Passage for review ::
--

More than 5MILLION Brits now have diabetes

More than 5MILLION Brits now have diabetes as experts blame ‘rapidly escalating crisis’ on soaring obesity epidemic

  • Health experts warn Britain’s obesity epidemic may be fuelling diabetes rates
  • Officials figures for 21/22 show 4,264,477 cases of diabetes in the UK
  • But Diabetes UK have warned that cases could have exceeded five million  

Diabetes is now a ‘rapidly escalating crisis’ in the UK, as the number of people with the condition is thought to have exceeded five million for the first time.

Health experts warn Britain’s obesity epidemic may be fuelling soaring rates of diabetes, which is now alarmingly more common in people under the age of 40.

Almost 4.3 million people were living with diabetes in 2021/22, according to the latest figures for the UK.

And another 850,000 people have diabetes and are completely unaware of it, which is worrying because untreated type 2 diabetes can lead to complications including heart disease and strokes.

Approximately 90 per cent of diabetes cases are type 2 diabetes, which is linked with obesity and is typically diagnosed in middle age, rather than type 1 diabetes, which is a genetic condition usually identified early in life.

Diabetes is now a ‘rapidly escalating crisis’ in the UK, as the number of people with the condition is thought to have exceeded five million for the first time

Diabetes UK, which raised the alarm on more than five million people now potentially living with diabetes, says it is worried the rising rate has been caused by almost two-thirds of adults being obese and overweight in the UK.

Chris Askew, chief executive of Diabetes UK, said: ‘Diabetes is serious, and every diagnosis is life-changing.

‘It’s a relentless condition, and the fear of serious complications is a lifelong reality for millions of people across the UK.

‘These latest figures show we’re in the grip of a rapidly escalating diabetes crisis, with spiralling numbers of people now living with type 2 diabetes and millions at high risk of developing the condition.’

The latest figures analysed by Diabetes UK show 4,264,477 cases of diabetes in the UK in 2021-22, up by almost 150,000 from the previous year.

READ MORE: Wegovy has been hailed as the wonder jab to end obesity but we need to stop people getting overweight in the first place… and cookery lessons at school is a good starting point, writes PROFESSOR ROB GALLOWAY 

Every hour, approximately, someone with diabetes has a toe, foot or leg amputated, while 30 people a week in England suffer serious sight loss due to diabetes.

Every week, diabetes leads to more than 770 strokes, 590 heart attacks and 2,300 cases of heart failure.

More than 700 people a week die prematurely in England and Wales because of the condition.

Diabetes and its complications are estimated to cost the NHS £10 billion a year – about 10 per cent of its total budget – and one in six people in a hospital bed has diabetes.

Diabetes UK has raised particular concerns about the number of people under the age of 40 with type 2 diabetes, which it says rose 23 per cent in the five years to 2022.

--

Exercise goal ::
Rewrite the part of the diabetes article starting at "Diabetes and its" and ending at "bed has diabetes.", changing "NHS" to "National Health Service".

--

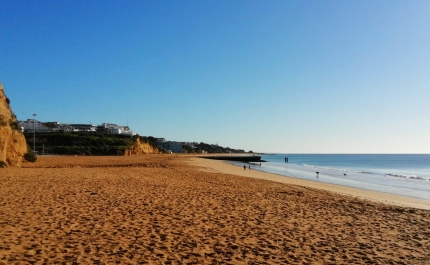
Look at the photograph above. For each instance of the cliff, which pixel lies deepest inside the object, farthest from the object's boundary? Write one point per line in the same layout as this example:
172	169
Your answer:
139	147
12	141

--

Answer to the exercise ::
Diabetes and its complications are estimated to cost the National Health Service £10 billion a year – about 10 per cent of its total budget – and one in six people in a hospital bed has diabetes.